**Problem requirements:**
Once the line containing "the white building." is found, please set it down along with each following line, exactly, to the end of the material.

**Available data:**

-=-=-=-=-

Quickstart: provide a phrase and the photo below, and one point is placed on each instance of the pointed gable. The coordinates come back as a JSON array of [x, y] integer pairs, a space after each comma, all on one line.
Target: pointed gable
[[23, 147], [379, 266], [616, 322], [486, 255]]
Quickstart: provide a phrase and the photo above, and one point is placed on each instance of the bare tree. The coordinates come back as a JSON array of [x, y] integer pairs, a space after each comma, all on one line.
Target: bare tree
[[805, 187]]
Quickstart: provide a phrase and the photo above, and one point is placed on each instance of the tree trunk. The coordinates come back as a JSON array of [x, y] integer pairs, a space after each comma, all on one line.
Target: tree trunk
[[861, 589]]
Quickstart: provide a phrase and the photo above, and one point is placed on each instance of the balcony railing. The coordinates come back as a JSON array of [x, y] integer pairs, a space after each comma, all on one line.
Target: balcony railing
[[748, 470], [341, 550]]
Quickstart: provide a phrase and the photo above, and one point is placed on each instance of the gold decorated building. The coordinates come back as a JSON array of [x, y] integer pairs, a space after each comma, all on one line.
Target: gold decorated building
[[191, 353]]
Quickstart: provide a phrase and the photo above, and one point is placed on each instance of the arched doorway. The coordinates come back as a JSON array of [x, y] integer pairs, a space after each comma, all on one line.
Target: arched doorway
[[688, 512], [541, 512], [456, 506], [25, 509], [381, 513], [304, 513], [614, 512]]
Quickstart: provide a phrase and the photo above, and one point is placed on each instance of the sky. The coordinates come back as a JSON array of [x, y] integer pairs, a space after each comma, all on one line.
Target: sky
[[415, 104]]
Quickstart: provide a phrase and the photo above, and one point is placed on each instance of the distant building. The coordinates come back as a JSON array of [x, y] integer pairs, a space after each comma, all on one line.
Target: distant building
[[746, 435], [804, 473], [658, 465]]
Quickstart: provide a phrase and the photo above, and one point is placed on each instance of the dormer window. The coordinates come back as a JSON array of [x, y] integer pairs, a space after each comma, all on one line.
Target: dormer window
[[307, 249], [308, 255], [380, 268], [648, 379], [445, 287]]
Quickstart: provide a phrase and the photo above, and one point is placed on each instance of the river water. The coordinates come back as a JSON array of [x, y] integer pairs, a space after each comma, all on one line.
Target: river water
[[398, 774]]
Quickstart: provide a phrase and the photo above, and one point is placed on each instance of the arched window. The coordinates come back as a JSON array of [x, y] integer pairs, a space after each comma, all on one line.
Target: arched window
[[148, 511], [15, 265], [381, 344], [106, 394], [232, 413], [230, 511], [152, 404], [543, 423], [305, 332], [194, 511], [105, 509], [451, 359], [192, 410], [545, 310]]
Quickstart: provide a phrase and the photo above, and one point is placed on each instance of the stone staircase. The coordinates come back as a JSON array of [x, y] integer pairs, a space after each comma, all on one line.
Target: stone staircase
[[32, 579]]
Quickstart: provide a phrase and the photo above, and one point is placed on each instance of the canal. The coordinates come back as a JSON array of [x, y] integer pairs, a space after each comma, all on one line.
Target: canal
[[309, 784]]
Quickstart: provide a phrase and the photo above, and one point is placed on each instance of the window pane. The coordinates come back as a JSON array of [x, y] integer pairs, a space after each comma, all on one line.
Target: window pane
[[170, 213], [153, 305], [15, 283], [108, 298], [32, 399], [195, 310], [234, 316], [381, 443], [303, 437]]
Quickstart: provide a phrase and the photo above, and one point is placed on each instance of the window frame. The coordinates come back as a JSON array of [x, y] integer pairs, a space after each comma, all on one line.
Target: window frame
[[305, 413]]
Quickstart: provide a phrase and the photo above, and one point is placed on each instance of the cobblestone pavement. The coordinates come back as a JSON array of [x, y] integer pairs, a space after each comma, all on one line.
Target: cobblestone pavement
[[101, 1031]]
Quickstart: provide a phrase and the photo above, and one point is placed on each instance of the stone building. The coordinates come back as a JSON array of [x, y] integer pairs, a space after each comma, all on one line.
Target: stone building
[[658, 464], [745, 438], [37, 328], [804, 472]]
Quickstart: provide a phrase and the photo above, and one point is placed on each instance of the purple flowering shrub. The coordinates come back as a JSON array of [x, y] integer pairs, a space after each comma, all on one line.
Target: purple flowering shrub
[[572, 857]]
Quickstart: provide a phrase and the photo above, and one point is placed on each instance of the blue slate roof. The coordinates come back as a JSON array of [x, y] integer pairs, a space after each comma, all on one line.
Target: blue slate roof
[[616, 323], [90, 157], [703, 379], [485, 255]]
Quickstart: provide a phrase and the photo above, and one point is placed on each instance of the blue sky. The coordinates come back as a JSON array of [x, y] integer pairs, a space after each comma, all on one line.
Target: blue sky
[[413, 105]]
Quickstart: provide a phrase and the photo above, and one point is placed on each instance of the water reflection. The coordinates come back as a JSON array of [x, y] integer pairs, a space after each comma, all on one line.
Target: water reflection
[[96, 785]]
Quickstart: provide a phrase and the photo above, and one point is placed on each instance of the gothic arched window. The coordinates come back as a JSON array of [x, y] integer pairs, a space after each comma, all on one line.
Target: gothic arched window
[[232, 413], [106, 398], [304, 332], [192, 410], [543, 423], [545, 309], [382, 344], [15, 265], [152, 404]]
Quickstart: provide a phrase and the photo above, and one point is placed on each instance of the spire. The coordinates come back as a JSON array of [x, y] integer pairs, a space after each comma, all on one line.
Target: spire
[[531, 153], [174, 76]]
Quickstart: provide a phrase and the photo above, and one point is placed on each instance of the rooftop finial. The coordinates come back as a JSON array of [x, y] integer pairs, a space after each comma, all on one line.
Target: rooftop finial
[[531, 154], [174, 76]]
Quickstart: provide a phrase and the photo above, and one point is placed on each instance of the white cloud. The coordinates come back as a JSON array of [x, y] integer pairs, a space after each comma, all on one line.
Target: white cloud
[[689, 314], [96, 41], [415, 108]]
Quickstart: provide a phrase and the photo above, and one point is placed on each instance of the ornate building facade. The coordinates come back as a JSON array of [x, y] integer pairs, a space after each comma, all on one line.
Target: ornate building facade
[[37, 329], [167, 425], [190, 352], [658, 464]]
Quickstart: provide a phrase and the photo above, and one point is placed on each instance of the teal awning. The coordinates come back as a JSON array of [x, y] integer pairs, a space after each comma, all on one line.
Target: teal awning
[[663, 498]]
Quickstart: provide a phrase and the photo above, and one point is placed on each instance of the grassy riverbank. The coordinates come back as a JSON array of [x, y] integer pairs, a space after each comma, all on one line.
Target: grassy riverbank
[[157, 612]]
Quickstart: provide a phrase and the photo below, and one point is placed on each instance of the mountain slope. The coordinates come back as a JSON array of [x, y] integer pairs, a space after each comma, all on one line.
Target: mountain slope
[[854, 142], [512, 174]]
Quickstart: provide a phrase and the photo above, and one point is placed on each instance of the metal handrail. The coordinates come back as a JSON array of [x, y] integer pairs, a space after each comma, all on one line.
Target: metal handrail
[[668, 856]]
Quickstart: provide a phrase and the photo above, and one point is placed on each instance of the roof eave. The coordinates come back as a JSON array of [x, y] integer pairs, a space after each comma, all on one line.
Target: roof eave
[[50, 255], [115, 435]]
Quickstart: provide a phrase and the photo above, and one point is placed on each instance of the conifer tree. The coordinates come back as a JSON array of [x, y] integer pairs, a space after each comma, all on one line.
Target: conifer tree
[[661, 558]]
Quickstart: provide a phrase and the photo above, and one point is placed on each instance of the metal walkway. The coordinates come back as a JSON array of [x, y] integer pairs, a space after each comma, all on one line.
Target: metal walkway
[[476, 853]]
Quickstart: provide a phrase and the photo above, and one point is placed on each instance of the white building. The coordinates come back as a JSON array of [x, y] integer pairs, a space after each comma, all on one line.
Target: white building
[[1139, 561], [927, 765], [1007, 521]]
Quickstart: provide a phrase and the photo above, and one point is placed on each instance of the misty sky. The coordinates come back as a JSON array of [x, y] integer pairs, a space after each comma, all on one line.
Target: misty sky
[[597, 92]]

-=-=-=-=-

**Exercise solution:**
Quickstart: provide a phrase and the photo above, and one point is placed on each instance of the white building. The coordinates come back as a JSON array of [x, y] integer pairs, a space after each comma, all on one line.
Target: white building
[[1139, 561], [927, 765], [1007, 521]]
Quickstart: provide a phrase and the photo above, and one point is placed on each instance of the misty sky. The coordinates come back as a JSON array of [x, y] integer pairs, a space after each comma, all on one line.
Target: misty sky
[[597, 92]]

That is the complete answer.